━━ Texte fourni ━━

"Outreau, l'autre vérité". C'est le titre de ce documentaire. Avec un sous-titre explicite "On ne vous a pas tout dit". Serge Garde, son réalisateur, a recueilli de nombreux témoignages inédits dont celui du juge Burgaud.
Présenté en avant-première ce mercredi à Paris, "Outreau, l'autre vérité" risque de faire débat dans les jours qui viennent. Selon Le Point qui a vu le film (et en est partenaire), la thèse du film est explosive : "Le documentariste assure que l'instruction fut correctement menée, que les suspects, bien que détenus séparément, s'accusèrent et se dénoncèrent entre eux. Et donc que, sur leurs seules déclarations, l'accusation tenait. Outre qu'il réhabilite le travail contesté du juge Burgaud, il revient sur le rôle trouble de Myriam Badaoui, la mère de deux enfants abusés, condamnée avec son compagnon, père de ses enfants, à quinze ans de réclusion."

━━━
━━ Jeu de données ━━

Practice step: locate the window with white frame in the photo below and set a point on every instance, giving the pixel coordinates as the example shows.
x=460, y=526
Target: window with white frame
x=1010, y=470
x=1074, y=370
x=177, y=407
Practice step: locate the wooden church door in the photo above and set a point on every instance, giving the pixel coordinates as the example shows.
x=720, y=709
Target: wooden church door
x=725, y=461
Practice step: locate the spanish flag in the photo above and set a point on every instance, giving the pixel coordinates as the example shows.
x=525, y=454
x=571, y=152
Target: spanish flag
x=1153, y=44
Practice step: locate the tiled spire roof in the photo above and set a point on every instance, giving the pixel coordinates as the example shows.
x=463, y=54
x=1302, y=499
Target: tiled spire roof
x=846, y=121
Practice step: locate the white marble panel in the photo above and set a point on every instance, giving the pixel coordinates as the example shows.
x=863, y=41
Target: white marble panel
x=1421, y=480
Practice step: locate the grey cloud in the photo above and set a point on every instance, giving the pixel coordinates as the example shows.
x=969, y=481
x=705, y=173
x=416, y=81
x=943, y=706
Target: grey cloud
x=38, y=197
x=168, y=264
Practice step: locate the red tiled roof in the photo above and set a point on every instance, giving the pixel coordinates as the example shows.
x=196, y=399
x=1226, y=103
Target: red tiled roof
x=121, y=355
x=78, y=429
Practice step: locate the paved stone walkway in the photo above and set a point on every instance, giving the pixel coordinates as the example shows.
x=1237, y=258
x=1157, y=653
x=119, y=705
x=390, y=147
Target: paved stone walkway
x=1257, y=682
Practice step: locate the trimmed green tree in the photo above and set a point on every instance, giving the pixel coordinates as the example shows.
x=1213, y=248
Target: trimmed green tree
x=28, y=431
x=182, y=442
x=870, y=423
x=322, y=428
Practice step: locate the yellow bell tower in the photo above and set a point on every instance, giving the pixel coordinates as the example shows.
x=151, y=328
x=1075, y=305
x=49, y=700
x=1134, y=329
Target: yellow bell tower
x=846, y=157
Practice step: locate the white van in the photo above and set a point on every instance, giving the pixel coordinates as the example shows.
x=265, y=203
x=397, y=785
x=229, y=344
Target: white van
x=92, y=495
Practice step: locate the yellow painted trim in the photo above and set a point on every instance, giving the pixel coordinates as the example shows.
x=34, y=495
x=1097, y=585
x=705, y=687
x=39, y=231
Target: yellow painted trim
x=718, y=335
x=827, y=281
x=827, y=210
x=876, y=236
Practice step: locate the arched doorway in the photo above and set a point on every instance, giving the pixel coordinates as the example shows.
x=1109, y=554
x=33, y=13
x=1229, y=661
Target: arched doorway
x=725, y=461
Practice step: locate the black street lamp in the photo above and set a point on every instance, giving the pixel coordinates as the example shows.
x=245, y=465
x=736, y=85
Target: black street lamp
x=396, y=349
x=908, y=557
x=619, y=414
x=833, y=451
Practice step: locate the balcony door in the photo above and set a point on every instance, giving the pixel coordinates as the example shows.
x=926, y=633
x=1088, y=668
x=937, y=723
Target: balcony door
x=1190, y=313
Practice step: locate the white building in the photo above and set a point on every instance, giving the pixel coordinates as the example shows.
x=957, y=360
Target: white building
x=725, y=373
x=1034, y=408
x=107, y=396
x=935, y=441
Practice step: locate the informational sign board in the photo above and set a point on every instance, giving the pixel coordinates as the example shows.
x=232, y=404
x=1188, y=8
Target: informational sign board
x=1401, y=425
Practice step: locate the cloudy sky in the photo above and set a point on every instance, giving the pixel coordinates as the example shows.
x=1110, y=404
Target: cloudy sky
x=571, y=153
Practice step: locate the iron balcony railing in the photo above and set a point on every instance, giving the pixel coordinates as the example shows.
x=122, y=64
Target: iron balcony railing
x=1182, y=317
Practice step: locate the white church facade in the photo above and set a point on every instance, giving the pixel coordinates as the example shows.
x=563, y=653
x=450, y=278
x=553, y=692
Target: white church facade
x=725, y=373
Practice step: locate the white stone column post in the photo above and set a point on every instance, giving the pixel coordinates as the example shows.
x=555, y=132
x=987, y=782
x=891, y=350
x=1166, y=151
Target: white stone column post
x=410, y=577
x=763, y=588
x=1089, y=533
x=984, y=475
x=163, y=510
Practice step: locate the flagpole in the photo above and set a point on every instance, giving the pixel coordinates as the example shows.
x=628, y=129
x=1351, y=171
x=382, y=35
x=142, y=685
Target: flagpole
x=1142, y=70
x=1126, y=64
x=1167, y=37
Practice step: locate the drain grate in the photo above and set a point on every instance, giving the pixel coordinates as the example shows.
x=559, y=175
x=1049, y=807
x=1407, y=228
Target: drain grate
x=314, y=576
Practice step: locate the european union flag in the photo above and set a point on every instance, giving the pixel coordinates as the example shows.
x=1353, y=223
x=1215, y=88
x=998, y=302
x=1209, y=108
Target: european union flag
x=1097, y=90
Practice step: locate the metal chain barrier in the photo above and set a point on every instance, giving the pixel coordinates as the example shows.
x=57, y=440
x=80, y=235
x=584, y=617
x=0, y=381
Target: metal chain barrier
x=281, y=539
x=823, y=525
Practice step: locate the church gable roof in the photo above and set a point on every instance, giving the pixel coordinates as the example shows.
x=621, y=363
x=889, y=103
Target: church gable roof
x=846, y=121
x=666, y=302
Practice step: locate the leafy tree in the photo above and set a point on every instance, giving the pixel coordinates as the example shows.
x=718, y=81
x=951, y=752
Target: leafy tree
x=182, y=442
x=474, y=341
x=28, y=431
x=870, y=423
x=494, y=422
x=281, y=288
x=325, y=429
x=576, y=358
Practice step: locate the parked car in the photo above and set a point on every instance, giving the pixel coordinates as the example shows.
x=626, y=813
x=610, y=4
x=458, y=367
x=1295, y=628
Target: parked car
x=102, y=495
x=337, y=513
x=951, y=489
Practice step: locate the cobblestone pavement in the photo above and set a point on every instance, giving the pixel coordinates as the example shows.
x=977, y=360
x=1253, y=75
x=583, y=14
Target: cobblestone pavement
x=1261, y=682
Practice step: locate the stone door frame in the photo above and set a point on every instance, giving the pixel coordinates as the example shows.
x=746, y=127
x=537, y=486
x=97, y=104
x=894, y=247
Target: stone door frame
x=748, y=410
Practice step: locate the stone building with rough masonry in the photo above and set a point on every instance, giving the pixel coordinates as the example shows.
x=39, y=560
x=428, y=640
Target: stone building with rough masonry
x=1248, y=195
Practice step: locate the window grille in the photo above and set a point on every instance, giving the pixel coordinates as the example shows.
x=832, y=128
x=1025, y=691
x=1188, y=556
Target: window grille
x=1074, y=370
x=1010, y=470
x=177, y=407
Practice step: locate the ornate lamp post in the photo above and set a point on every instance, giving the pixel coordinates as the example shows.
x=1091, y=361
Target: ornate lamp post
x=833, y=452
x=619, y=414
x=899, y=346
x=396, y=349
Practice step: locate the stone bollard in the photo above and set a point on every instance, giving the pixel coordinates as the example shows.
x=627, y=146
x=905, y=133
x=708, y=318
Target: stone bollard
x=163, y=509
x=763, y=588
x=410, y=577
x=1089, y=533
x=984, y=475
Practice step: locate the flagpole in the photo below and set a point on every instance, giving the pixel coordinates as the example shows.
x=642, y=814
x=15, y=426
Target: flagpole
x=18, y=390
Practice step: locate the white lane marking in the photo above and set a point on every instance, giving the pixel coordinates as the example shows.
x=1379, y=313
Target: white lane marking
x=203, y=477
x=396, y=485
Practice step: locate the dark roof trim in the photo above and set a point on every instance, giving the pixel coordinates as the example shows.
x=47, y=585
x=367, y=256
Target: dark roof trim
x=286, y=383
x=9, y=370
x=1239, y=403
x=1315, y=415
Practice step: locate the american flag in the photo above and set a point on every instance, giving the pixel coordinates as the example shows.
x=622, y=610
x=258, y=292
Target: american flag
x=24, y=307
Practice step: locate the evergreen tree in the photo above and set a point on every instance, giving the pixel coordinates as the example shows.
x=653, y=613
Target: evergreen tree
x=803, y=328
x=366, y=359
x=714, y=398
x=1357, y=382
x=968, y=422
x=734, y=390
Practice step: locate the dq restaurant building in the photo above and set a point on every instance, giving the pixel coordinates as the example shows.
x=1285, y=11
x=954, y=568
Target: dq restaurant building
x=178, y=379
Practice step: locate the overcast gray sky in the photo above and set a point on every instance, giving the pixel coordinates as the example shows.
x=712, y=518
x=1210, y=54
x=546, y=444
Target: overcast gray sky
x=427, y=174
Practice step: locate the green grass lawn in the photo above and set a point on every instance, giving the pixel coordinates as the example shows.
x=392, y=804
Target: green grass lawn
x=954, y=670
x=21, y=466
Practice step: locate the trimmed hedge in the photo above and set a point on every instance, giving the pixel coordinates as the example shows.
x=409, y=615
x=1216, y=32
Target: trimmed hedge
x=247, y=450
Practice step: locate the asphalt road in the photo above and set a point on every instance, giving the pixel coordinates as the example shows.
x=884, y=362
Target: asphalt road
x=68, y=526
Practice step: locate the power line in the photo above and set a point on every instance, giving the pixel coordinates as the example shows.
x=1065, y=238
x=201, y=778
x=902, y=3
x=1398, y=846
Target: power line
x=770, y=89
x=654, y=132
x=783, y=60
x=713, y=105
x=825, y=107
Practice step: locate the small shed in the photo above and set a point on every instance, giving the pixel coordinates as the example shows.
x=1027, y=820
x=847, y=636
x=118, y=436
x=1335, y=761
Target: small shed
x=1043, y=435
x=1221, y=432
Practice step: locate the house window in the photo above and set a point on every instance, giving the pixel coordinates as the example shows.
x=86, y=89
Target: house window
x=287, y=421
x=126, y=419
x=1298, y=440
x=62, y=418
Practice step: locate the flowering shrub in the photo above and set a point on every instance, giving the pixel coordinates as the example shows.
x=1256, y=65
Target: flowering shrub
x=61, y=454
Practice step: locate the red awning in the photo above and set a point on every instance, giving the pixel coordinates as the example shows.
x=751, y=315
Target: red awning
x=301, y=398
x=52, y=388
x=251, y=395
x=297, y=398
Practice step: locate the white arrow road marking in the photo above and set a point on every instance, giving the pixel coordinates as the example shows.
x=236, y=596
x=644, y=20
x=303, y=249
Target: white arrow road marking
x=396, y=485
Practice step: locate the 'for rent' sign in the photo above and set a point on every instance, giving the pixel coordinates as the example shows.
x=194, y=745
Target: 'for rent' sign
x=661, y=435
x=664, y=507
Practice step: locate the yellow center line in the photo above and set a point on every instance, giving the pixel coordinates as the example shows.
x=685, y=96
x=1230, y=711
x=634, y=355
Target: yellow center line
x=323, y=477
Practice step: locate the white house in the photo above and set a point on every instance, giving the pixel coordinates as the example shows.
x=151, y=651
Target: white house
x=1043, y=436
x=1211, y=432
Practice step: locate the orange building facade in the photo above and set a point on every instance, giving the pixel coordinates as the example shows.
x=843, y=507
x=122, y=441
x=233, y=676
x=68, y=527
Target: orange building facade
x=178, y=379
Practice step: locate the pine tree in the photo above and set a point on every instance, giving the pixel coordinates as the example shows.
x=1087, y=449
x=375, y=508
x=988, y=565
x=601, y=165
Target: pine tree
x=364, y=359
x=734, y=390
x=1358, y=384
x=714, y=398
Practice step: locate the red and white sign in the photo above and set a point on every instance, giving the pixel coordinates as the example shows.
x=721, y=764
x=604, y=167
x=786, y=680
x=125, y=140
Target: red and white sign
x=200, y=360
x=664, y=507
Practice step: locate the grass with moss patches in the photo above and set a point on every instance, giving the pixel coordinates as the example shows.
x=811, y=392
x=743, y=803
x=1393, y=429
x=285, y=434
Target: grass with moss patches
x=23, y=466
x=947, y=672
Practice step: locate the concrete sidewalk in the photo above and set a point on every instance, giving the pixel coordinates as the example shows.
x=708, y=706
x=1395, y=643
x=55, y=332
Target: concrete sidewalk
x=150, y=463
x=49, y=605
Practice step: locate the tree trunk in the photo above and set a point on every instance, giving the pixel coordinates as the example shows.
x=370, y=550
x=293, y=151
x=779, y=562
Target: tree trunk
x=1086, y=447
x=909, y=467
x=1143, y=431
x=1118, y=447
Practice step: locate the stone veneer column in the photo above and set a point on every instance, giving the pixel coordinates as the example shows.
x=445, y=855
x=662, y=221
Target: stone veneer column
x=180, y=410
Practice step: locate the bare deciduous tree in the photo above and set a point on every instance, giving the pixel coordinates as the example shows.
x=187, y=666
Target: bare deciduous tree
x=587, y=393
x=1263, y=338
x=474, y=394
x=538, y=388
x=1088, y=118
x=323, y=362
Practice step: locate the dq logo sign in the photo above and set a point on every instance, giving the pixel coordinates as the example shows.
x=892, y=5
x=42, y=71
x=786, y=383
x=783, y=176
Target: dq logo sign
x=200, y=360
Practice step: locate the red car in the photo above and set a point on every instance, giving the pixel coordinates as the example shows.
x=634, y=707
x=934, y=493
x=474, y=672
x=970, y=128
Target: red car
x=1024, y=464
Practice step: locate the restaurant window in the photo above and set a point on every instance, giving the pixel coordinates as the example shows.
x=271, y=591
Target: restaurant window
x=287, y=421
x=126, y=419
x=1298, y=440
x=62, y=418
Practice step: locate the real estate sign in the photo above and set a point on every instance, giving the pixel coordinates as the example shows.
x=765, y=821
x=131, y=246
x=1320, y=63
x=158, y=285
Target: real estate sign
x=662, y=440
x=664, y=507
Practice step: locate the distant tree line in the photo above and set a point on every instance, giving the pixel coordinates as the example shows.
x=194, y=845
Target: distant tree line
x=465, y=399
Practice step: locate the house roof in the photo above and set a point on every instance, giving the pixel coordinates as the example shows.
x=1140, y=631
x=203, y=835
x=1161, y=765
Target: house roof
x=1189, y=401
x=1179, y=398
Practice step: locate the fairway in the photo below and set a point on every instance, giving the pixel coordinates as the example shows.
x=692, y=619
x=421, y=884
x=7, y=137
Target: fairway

━━━

• **Consignes**
1) Indiquez, s'il vous plaît, si chacune des affirmations suivantes concorde avec l'article sur le documentaire « Outreau, l'autre vérité » ; répondez par oui ou par non en citant les mots décisifs de l'article. (a) Le film a été présenté en avant-première à Paris un mercredi. (b) Myriam Badaoui a été condamnée à dix ans de réclusion. (c) D'après le documentariste, les suspects étaient détenus ensemble.
2) Poursuivez l'article sur le documentaire « Outreau, l'autre vérité » à partir de sa dernière phrase.

• **Réponses aux exercices**
1)
(a) Oui : « Présenté en avant-première ce mercredi à Paris ».
(b) Non : « condamnée avec son compagnon, père de ses enfants, à quinze ans de réclusion ».
(c) Non : « bien que détenus séparément ».

2)
Et ce film pose, selon l'hebdomadaire, une question surprenante, gênante, choquante ou déplacée pour certains : si les enfants d'Outreau furent reconnus par la justice victimes de sévices sexuels, s'ils ont dit vrai, pourquoi autant d'acquittés ? Pour y répondre, le documentaire donne la parole à des personnes peu entendues jusque-là comme le capitaine de la brigade des mineurs, de l'avocat des enfants, d'un président de la cour d'assises, des deux experts psychologues, de l'avocate de Myriam Badaoui et du juge d'instruction, Fabrice Burgaud.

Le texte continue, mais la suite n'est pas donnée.